#### GIVEN RECORDS
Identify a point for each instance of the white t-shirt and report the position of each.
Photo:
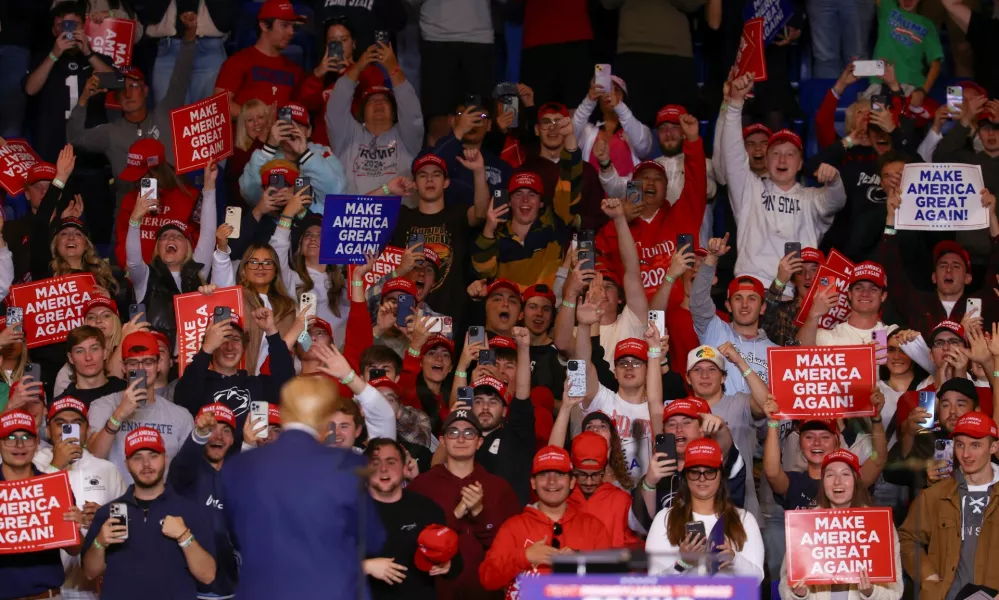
(633, 425)
(663, 555)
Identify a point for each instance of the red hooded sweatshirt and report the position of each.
(656, 239)
(611, 505)
(508, 556)
(475, 534)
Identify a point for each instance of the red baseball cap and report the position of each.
(539, 290)
(670, 113)
(704, 452)
(436, 545)
(688, 407)
(399, 284)
(749, 130)
(104, 301)
(976, 425)
(526, 179)
(67, 403)
(589, 447)
(299, 114)
(143, 438)
(17, 420)
(812, 255)
(429, 160)
(139, 343)
(142, 156)
(223, 413)
(40, 171)
(552, 458)
(785, 136)
(502, 284)
(631, 347)
(842, 455)
(951, 247)
(746, 283)
(279, 9)
(869, 271)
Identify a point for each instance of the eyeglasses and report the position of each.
(25, 439)
(259, 264)
(556, 532)
(453, 433)
(706, 475)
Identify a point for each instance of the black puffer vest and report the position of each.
(160, 290)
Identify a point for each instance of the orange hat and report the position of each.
(552, 458)
(591, 448)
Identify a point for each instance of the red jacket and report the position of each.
(475, 534)
(175, 205)
(656, 240)
(611, 505)
(508, 557)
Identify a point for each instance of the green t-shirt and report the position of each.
(909, 40)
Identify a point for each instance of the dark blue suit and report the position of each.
(297, 510)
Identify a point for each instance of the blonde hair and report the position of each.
(92, 263)
(243, 139)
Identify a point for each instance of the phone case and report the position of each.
(577, 378)
(233, 217)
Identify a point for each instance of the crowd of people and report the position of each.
(571, 351)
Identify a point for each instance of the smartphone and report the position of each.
(634, 193)
(118, 512)
(696, 527)
(151, 186)
(928, 401)
(308, 298)
(685, 239)
(658, 318)
(233, 217)
(869, 68)
(880, 339)
(334, 50)
(973, 304)
(221, 314)
(134, 309)
(404, 309)
(15, 317)
(110, 81)
(955, 98)
(487, 357)
(601, 77)
(277, 181)
(576, 372)
(33, 370)
(477, 335)
(511, 104)
(258, 410)
(666, 444)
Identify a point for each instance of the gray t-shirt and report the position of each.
(734, 408)
(173, 422)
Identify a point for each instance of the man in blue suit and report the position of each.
(297, 509)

#### STATED EXERCISE
Reproduce every item above word for word, leaving out the picture.

#### RESPONSE BELOW
Identify a point for each instance of the white t-shirt and report the position of each.
Photo:
(633, 425)
(663, 555)
Identify a point for each instance of the red hooded sweatshirt and report the position of each.
(656, 239)
(611, 505)
(508, 556)
(475, 534)
Identify a point for each instance of the red baseball cap and report the position of each.
(539, 290)
(670, 113)
(704, 452)
(436, 545)
(688, 407)
(399, 284)
(749, 130)
(104, 301)
(976, 425)
(526, 179)
(67, 403)
(589, 447)
(299, 114)
(143, 438)
(17, 420)
(812, 255)
(429, 160)
(139, 343)
(142, 156)
(223, 413)
(40, 171)
(552, 458)
(785, 136)
(502, 284)
(631, 347)
(842, 455)
(951, 247)
(746, 283)
(279, 9)
(869, 271)
Identify a point for each instance of the eyeglasses and report the position of each.
(25, 439)
(259, 264)
(556, 532)
(453, 433)
(706, 475)
Identify a point for each instance of the black puffer vest and report the position of each.
(160, 290)
Identify a point for each instance of the orange hat and report the position of each.
(552, 458)
(591, 448)
Identify a point for each instance of the red jacket and report the position of each.
(475, 534)
(175, 205)
(656, 240)
(611, 505)
(508, 557)
Identify a point for each instance of the green t-shirt and report the position of each.
(909, 40)
Identify a point for each instance of the dark blue suit and report the position of each.
(297, 510)
Identify a point for each instance of the blonde hair and report the position of each.
(92, 263)
(243, 139)
Identify a point for each instance of the phone case and report the position of each.
(577, 378)
(233, 217)
Identify a point for each instance of the crowd of people and report the position of each.
(571, 351)
Identify a point for each instance of the smartphone and report the position of each.
(634, 193)
(118, 512)
(696, 527)
(151, 186)
(928, 401)
(308, 298)
(685, 239)
(658, 318)
(233, 217)
(869, 68)
(880, 339)
(334, 50)
(973, 304)
(221, 314)
(134, 309)
(404, 309)
(15, 317)
(110, 81)
(955, 98)
(487, 357)
(601, 77)
(277, 181)
(576, 372)
(33, 370)
(477, 335)
(511, 104)
(258, 410)
(666, 444)
Identify a point for each instance of the gray t-shirt and report the position of each.
(734, 408)
(173, 422)
Identify a point for each instance of the man in blue suit and report the position of each.
(297, 509)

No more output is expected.